→ REQUEST:
Copy out the rows from the line containing "Target: reflective stripe on vest" through the end of the rows, replacing every occurrence of "vest" with "waistcoat" and leaving everything else unchanged.

....

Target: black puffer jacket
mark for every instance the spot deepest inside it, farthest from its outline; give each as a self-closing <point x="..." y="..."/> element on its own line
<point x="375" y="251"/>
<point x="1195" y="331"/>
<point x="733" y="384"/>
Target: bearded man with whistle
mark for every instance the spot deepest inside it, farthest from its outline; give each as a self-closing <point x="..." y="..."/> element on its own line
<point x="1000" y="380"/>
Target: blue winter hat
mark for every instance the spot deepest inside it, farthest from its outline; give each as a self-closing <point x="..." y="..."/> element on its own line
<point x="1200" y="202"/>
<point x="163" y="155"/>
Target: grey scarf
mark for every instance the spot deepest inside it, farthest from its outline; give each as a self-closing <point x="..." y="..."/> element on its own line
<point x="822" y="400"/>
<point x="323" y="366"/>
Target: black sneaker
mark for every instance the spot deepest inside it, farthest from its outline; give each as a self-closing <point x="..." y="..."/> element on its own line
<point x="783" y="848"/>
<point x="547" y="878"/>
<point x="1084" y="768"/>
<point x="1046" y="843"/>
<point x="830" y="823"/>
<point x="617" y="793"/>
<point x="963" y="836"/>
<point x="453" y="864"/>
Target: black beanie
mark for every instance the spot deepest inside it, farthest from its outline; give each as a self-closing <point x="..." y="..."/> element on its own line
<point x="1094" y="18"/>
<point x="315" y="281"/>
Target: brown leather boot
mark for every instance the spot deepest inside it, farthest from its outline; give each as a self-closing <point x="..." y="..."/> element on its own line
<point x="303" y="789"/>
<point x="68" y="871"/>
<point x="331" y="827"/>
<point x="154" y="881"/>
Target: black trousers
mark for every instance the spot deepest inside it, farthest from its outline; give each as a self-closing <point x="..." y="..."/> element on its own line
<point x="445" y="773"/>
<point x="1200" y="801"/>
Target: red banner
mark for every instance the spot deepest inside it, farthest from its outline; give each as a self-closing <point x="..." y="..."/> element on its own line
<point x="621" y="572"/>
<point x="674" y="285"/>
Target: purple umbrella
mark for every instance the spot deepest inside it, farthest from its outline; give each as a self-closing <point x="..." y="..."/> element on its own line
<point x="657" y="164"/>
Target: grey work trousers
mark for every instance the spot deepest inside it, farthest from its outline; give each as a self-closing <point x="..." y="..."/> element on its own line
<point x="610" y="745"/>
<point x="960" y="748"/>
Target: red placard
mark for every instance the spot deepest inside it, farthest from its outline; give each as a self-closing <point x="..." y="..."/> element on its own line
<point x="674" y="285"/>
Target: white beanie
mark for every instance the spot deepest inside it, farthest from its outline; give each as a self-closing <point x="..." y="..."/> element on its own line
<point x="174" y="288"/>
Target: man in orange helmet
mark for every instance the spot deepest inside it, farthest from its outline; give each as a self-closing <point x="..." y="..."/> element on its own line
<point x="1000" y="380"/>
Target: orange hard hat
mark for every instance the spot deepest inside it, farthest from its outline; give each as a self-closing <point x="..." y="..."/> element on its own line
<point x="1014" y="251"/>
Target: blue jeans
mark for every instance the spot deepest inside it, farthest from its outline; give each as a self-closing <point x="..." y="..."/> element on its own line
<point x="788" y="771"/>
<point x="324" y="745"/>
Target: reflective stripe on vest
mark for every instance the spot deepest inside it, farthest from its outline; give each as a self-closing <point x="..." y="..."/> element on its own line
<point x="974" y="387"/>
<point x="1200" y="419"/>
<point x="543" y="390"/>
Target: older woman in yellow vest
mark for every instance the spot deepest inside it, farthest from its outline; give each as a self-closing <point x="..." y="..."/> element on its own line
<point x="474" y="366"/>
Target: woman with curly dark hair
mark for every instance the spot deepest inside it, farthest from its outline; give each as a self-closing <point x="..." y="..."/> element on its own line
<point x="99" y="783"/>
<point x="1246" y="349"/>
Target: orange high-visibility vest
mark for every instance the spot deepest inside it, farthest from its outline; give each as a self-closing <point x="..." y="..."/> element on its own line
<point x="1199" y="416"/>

....

→ OUTPUT FOR THIS TASK:
Target: reflective stripe on waistcoat
mark for every instance the spot deepest inside it, farthest from its outline; give each as a self-closing <point x="..." y="..."/> element on its own line
<point x="974" y="387"/>
<point x="1200" y="419"/>
<point x="543" y="390"/>
Target: older woman in yellow waistcoat
mark for every instance the spot deepest inside it, farthest from its outline; give each as a self-closing <point x="..." y="..."/> element on its own line
<point x="474" y="366"/>
Target: woman with curly dark hair
mark for every instance the spot deepest inside it, farthest from its outline; give each as a self-closing <point x="..." y="..."/> element on its own line
<point x="99" y="783"/>
<point x="1246" y="349"/>
Target: orange high-visibility waistcoat
mark for every instance the spot deepest inside it, farthest from its outline; give each as a self-closing <point x="..." y="..."/> element on its own line
<point x="1199" y="416"/>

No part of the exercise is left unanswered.